=== STATED TASK 1 ===
Answer these questions about the legal opinion passage.
(a) What is the date of the Secretary's Certificate?
(b) The Secretary's Certificate relates to which guarantors?
(c) What do the authors assume about any document they have not reviewed?
=== STATED TASK 2 ===
From the legal opinion passage, write out the stretch from "For purposes of" through "opinions stated herein." word for word.

=== READING PASSAGE ===
****************

For purposes of this opinion, we have not reviewed any documents other than the documents listed in paragraphs (a) through (o) above and the Certificate of Secretary of Applicable Subsidiaries relating to the Maine Guarantors and other direct or indirect subsidiaries of affiliates of the Company, dated December 5, 2014 (the “Secretary’s Certificate”). In particular, we have not reviewed any document (other than the documents listed in paragraphs (a) through (o) above and the Secretary’s Certificate) that is referred to in or incorporated by reference into the documents reviewed by us. We have assumed that there exists no provision in any document that we have not reviewed that is inconsistent with the opinions stated herein.

****************

=== DATASET ROWS ===
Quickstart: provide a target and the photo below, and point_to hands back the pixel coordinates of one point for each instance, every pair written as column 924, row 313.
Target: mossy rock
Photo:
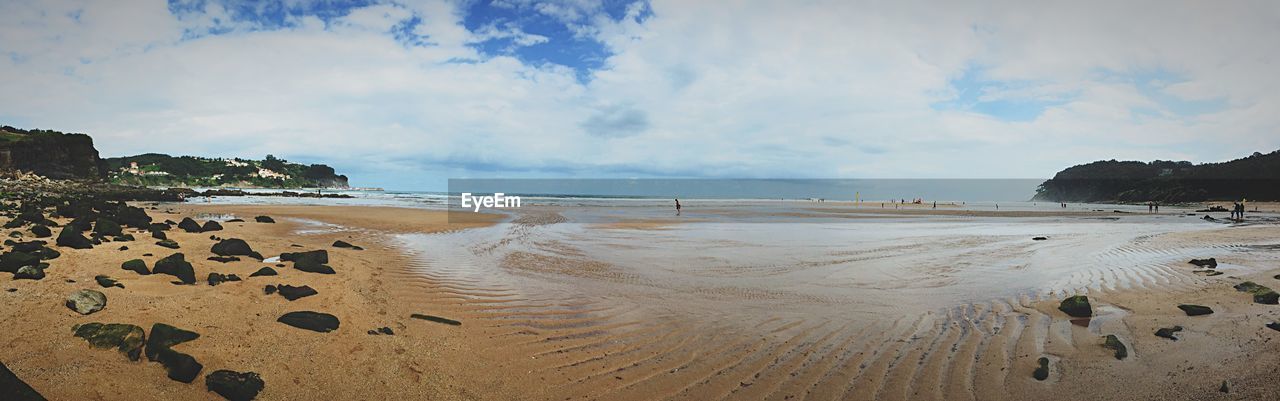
column 1114, row 343
column 233, row 384
column 1042, row 370
column 127, row 338
column 1168, row 332
column 1196, row 310
column 1077, row 306
column 136, row 265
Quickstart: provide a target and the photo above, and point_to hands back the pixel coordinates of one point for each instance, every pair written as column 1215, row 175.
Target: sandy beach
column 924, row 308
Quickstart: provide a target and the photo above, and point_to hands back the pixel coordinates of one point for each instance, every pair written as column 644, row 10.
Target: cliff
column 1256, row 177
column 50, row 154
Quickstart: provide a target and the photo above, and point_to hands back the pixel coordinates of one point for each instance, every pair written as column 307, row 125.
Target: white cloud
column 759, row 89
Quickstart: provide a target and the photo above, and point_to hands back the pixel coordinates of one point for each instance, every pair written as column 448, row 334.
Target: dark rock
column 218, row 278
column 13, row 260
column 105, row 227
column 136, row 265
column 106, row 282
column 176, row 265
column 14, row 388
column 1077, row 306
column 30, row 273
column 1114, row 343
column 291, row 292
column 211, row 226
column 181, row 367
column 72, row 238
column 264, row 270
column 127, row 338
column 234, row 246
column 234, row 386
column 1042, row 370
column 1169, row 332
column 1205, row 263
column 1196, row 310
column 1261, row 294
column 188, row 224
column 310, row 261
column 437, row 319
column 86, row 301
column 342, row 244
column 311, row 320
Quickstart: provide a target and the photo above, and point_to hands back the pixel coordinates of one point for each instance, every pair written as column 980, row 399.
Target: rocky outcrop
column 50, row 154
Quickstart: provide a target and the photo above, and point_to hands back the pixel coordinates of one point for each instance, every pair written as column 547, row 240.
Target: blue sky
column 407, row 94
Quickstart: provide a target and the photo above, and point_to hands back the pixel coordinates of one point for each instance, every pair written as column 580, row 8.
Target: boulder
column 14, row 388
column 310, row 320
column 291, row 292
column 86, row 301
column 179, row 367
column 1205, row 263
column 105, row 227
column 264, row 270
column 234, row 247
column 13, row 260
column 188, row 224
column 437, row 319
column 1196, row 310
column 1261, row 294
column 72, row 238
column 234, row 386
column 1042, row 370
column 136, row 265
column 1077, row 306
column 127, row 338
column 176, row 265
column 106, row 282
column 41, row 231
column 1169, row 332
column 210, row 226
column 30, row 273
column 1114, row 343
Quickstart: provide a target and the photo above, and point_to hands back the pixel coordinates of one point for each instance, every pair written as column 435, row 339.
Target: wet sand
column 640, row 309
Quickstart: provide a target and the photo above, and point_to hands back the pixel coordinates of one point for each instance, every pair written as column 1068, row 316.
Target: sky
column 408, row 94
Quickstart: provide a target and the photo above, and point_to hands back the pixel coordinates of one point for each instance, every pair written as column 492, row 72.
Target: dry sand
column 515, row 345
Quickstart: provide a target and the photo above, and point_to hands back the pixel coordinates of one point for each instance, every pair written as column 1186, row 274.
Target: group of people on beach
column 1238, row 212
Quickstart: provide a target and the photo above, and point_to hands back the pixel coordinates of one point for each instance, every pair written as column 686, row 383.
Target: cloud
column 616, row 122
column 405, row 94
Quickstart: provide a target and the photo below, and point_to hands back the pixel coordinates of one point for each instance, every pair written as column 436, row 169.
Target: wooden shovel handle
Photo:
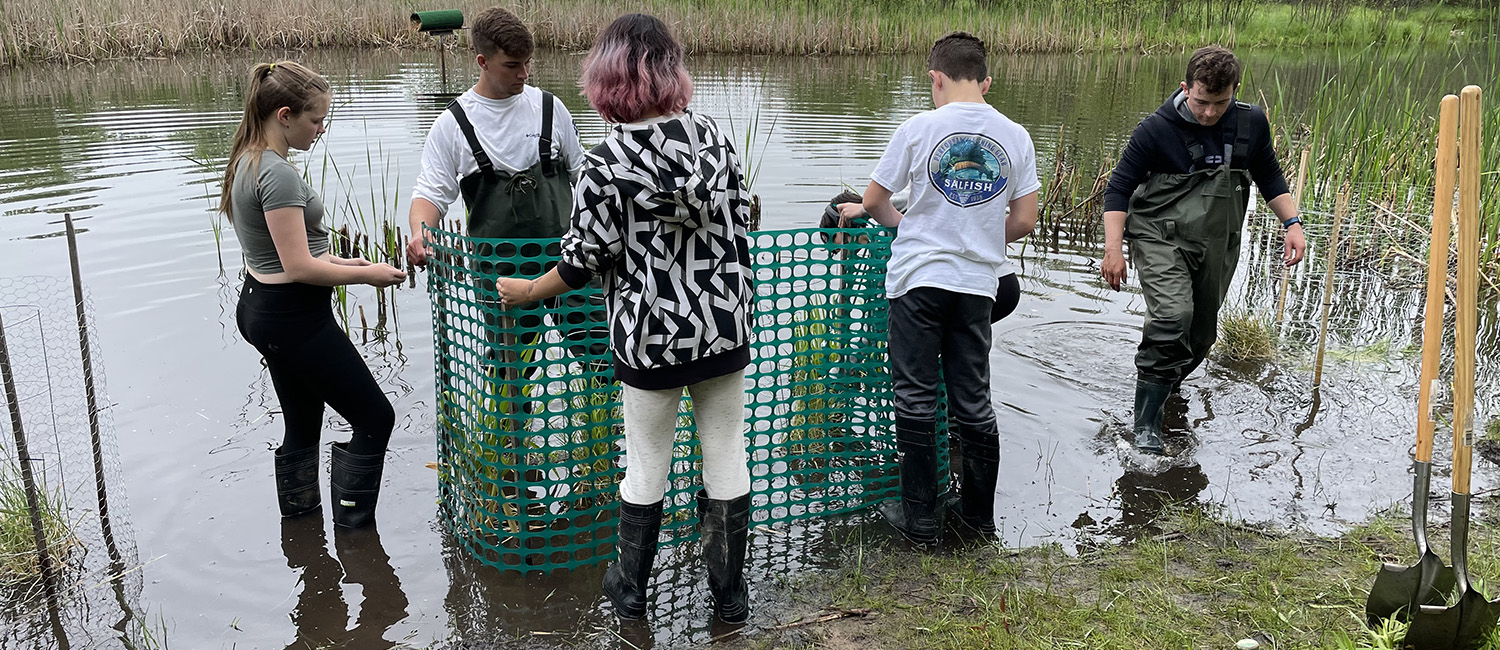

****************

=== EXPECTED OUTPUT 1 ===
(a) December 5, 2014.
(b) The Maine Guarantors.
(c) They assume that no provision in any such document is inconsistent with the opinions stated herein.

=== EXPECTED OUTPUT 2 ===
For purposes of this opinion, we have not reviewed any documents other than the documents listed in paragraphs (a) through (o) above and the Certificate of Secretary of Applicable Subsidiaries relating to the Maine Guarantors and other direct or indirect subsidiaries of affiliates of the Company, dated December 5, 2014 (the “Secretary’s Certificate”). In particular, we have not reviewed any document (other than the documents listed in paragraphs (a) through (o) above and the Secretary’s Certificate) that is referred to in or incorporated by reference into the documents reviewed by us. We have assumed that there exists no provision in any document that we have not reviewed that is inconsistent with the opinions stated herein.